» **WHAT TO DO**
- 1) Take the post on consensus accuracy from the words "But even phred" through "10,000 per error.", and write that stretch out again with "clustering" changed to "grouping".
- 2) Extend the post on consensus accuracy, picking up right after its final sentence.

» **PASSAGE SHOWN**
▼
Wednesday, December 14, 2016

Let's Stop Talking Consensus Accuracy

A common approach for comparing sequencing platforms and assemblies is to report the consensus accuracy, just as for the platforms themselves the raw read accuracy is often reported.  I'm going to go on record with my opinion that stating these as "99.9% accurate" is a terrible habit which must be kicked, as it interferes with proper comparisons.
Before anyone thinks I've completely lost my mind, I'm not arguing we shouldn't compare the quality of assemblies, as that would certainly be an absurd position.  What I take issue with is reporting these in terms of accuracies such as "99.9%" or "99.995%".

The problem with these numbers is they really aren't intuitively useful.  What is the real difference between "99.8%" and "99.9%" accuracy?  Well, to do this right you end up performing some mental math.  It's sobering to do so and be reminded that 99.4% might be great for cleaning your body, but on a 4.6Mb E.coli genome that's almost 28,000 errors!  What I would propose is that we shortcut that calculation by reporting the more useful numbers up front.

So report error rates or intervals, not accuracy.  Of course I know that 1 - accuracy = error rate, but if everyone is doing that calculation anyways why report it in the "wrong" units?  This should have been all-but-settled years ago with phred scores, which are a compact representation -- a phred score is -10 times the log10 of error probability.  But somewhere in NGS platform land, the vendors decided to switch to the accuracy numbers, I fear because they thought they could dazzle people not familiar with the system.

But even phred scores aren't ideal, because almost always are mentally converted to a more useful measure: bases per error.  In other words, on average, what is the interval of correct sequence before hitting an error (we're ignoring here any clustering of errors or other non-randomness).  So a phred score of 30 translates to about 1,000 bases per error whereas 40 is 10,000 per error.
▲
» **DATASET ENTRIES**
▼
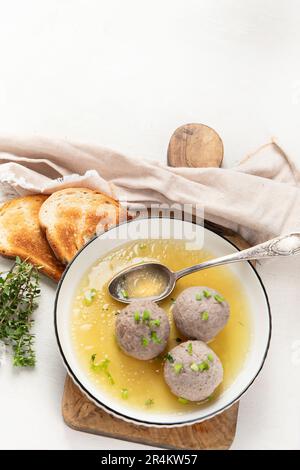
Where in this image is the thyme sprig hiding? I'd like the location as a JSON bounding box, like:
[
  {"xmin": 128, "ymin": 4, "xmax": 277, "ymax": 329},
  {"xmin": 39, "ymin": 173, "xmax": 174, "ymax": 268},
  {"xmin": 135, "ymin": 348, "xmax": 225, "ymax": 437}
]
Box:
[{"xmin": 0, "ymin": 257, "xmax": 40, "ymax": 367}]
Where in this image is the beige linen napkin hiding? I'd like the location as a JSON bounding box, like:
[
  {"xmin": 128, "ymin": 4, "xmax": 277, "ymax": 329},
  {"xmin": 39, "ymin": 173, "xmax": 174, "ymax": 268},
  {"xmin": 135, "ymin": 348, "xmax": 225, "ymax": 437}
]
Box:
[{"xmin": 0, "ymin": 137, "xmax": 300, "ymax": 243}]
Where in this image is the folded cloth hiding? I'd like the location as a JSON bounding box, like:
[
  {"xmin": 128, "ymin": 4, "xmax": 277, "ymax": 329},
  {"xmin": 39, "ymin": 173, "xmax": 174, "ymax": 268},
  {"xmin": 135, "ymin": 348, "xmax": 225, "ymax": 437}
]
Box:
[{"xmin": 0, "ymin": 137, "xmax": 300, "ymax": 244}]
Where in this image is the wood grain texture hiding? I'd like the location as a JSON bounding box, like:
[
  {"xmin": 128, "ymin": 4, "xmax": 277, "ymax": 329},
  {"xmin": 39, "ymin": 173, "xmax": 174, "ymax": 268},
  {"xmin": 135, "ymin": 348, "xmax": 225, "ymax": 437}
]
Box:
[
  {"xmin": 62, "ymin": 124, "xmax": 248, "ymax": 450},
  {"xmin": 168, "ymin": 124, "xmax": 224, "ymax": 168},
  {"xmin": 62, "ymin": 377, "xmax": 238, "ymax": 450}
]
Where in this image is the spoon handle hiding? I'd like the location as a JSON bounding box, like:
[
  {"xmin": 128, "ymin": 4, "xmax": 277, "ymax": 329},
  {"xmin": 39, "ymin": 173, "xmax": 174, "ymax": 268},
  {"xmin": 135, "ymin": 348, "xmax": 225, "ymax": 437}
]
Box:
[{"xmin": 174, "ymin": 232, "xmax": 300, "ymax": 280}]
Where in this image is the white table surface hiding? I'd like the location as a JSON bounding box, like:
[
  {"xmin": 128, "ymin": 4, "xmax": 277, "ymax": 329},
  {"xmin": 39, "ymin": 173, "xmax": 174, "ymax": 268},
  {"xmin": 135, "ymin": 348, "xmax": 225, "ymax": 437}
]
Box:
[{"xmin": 0, "ymin": 0, "xmax": 300, "ymax": 449}]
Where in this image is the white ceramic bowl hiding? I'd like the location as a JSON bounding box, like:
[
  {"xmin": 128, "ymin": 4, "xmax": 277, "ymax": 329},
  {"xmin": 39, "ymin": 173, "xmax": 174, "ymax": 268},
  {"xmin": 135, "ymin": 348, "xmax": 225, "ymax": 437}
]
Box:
[{"xmin": 55, "ymin": 218, "xmax": 271, "ymax": 427}]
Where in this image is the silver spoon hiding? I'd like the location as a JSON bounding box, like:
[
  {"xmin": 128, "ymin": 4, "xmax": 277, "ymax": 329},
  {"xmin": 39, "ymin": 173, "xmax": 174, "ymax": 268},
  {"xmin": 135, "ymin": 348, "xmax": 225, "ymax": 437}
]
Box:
[{"xmin": 108, "ymin": 232, "xmax": 300, "ymax": 304}]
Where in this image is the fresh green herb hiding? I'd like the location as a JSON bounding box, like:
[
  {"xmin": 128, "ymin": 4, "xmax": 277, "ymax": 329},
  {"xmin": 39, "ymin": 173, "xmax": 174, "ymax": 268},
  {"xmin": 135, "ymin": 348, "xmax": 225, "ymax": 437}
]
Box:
[
  {"xmin": 151, "ymin": 331, "xmax": 161, "ymax": 344},
  {"xmin": 143, "ymin": 310, "xmax": 150, "ymax": 321},
  {"xmin": 164, "ymin": 353, "xmax": 174, "ymax": 364},
  {"xmin": 141, "ymin": 336, "xmax": 149, "ymax": 348},
  {"xmin": 203, "ymin": 290, "xmax": 211, "ymax": 299},
  {"xmin": 207, "ymin": 354, "xmax": 214, "ymax": 362},
  {"xmin": 201, "ymin": 311, "xmax": 209, "ymax": 321},
  {"xmin": 121, "ymin": 289, "xmax": 129, "ymax": 299},
  {"xmin": 121, "ymin": 388, "xmax": 128, "ymax": 400},
  {"xmin": 198, "ymin": 361, "xmax": 209, "ymax": 372},
  {"xmin": 134, "ymin": 311, "xmax": 141, "ymax": 323},
  {"xmin": 91, "ymin": 354, "xmax": 115, "ymax": 385},
  {"xmin": 190, "ymin": 362, "xmax": 199, "ymax": 372},
  {"xmin": 178, "ymin": 397, "xmax": 189, "ymax": 405},
  {"xmin": 145, "ymin": 398, "xmax": 154, "ymax": 406},
  {"xmin": 83, "ymin": 289, "xmax": 97, "ymax": 307},
  {"xmin": 173, "ymin": 363, "xmax": 183, "ymax": 374},
  {"xmin": 149, "ymin": 318, "xmax": 160, "ymax": 328},
  {"xmin": 0, "ymin": 257, "xmax": 40, "ymax": 367}
]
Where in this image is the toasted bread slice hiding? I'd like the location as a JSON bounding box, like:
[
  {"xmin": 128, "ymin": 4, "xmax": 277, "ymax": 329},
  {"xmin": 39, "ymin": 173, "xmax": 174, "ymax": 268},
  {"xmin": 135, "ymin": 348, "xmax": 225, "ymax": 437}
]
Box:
[
  {"xmin": 40, "ymin": 188, "xmax": 126, "ymax": 263},
  {"xmin": 0, "ymin": 194, "xmax": 64, "ymax": 281}
]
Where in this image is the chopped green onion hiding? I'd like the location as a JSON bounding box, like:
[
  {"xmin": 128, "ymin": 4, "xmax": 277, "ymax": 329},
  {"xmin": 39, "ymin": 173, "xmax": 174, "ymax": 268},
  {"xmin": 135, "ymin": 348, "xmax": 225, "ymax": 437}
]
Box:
▲
» **TASK-BY-TASK ANSWERS**
- 1)
But even phred scores aren't ideal, because almost always are mentally converted to a more useful measure: bases per error.  In other words, on average, what is the interval of correct sequence before hitting an error (we're ignoring here any grouping of errors or other non-randomness).  So a phred score of 30 translates to about 1,000 bases per error whereas 40 is 10,000 per error.

- 2)
This is valuable because distances on a DNA are something with biological relevance; we're in an appropriate length scale.  For example, many bacterial genes are less than 400 amino acids long, or 1200 codons.  So an assembly with 1,000 bases per error is going to mean an awful lot of genes will have an error.  Go up a level in scale: the gene cluster for the immunosuppressant rapamycin is around 90Kb, so if you have an error every 10,000 bases then we expect 9 errors in the cluster sequence.  If you want that cluster nearly perfect, you'll need to shoot for about phred 50.  Of course, this scales to complete genomes; on a 10Mb actinomycete genome even phred 60 translates to an expectation of 10 errors.  Knowing quality is important when asking scientific questions; sometimes a 1 in 500 error rate genome is good enough, but other times you'll really want to nail down a gene or region to near perfection.  Thinking in error interval space, in my opinion, is much more likely to drive you to an appropriate choice than thinking in terms of accuracy.

So please, if you are reporting consensus quality, report the error frequency.  It's a far more intuitive scale for assessing whether an approach or assembly is good enough for the biological questions you wish to ask.  It's not that accuracy is unimportant, it's that it is so important that we must be very careful in how we think about it.

1 comment:

homolog.us said...

Good point.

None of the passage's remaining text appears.